_Excerpt:_
*** Block opens ***
Not since Tony Hayward blurted out that he “wanted his life back” has BP come across as tone-deaf as it does in its latest blunder concerning claims payments to spill victims. New York Times legal reporter John Schwartz has broken a mind-blowing story on how the oil giant is now complaining that the Gulf Coast Claims Facility is being too generous with its final payment formula – arguing that Mr. Feinberg is vastly overstating the damage victims will likely suffer.
According to the NYT story, which is going viral today: “The planned payments far exceed the extent of likely future damages because they overstate the potential for future losses, the company insists in a strongly worded 24-page document that was posted on the fund’s Web site Thursday morning” (see document here: public_comments)
In yet another shameless attempt to limit its liability, BP ignores mountains of research in saying that there is “no credible support for adopting an artificially high future loss factor based purely on the inherent degree of uncertainty in predicting the future and on the mere possibility that future harm might occur.”
*** Block closes ***
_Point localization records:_
*** Block opens ***
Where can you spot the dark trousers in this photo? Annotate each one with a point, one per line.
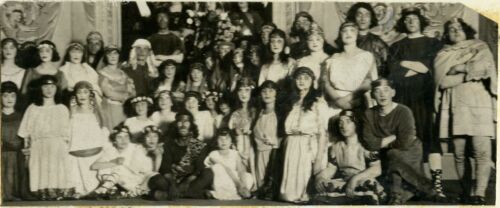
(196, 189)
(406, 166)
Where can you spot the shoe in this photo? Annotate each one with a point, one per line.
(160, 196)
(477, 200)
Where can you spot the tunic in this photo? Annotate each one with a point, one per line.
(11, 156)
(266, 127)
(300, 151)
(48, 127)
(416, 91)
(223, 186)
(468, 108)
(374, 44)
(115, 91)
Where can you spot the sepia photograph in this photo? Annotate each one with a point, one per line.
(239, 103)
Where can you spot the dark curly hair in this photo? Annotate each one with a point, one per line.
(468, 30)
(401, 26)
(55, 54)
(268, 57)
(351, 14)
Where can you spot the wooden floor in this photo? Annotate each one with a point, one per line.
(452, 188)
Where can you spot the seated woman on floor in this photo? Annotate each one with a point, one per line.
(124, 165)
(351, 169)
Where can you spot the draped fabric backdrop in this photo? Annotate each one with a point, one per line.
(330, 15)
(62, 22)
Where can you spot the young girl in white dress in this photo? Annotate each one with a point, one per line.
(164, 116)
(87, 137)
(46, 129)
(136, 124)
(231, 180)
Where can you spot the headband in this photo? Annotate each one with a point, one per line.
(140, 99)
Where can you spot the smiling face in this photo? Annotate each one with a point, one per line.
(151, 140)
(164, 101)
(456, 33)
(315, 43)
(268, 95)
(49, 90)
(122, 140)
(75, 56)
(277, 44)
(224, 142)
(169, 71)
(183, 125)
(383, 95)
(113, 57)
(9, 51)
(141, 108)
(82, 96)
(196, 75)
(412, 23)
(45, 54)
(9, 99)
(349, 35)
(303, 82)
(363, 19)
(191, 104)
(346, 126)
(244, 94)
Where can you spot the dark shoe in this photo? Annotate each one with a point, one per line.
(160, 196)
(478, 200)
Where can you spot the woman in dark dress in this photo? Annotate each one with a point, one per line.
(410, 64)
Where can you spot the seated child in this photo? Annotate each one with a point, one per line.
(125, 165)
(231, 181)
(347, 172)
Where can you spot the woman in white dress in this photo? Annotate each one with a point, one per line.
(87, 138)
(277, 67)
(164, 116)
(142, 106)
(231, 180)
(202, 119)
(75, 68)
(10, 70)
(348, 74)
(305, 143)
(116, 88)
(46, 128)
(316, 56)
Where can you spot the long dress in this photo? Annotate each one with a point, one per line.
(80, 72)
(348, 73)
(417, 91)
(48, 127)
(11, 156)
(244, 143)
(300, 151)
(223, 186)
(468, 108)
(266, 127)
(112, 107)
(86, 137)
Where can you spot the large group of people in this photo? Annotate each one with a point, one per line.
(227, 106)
*** Block closes ***
_Task description:_ In the excerpt on BP's complaint about spill claims payments, starting at "According to the" and ending at "document here: public_comments)", rewrite the passage with "Thursday" renamed to "Friday".

_Task output:_
According to the NYT story, which is going viral today: “The planned payments far exceed the extent of likely future damages because they overstate the potential for future losses, the company insists in a strongly worded 24-page document that was posted on the fund’s Web site Friday morning” (see document here: public_comments)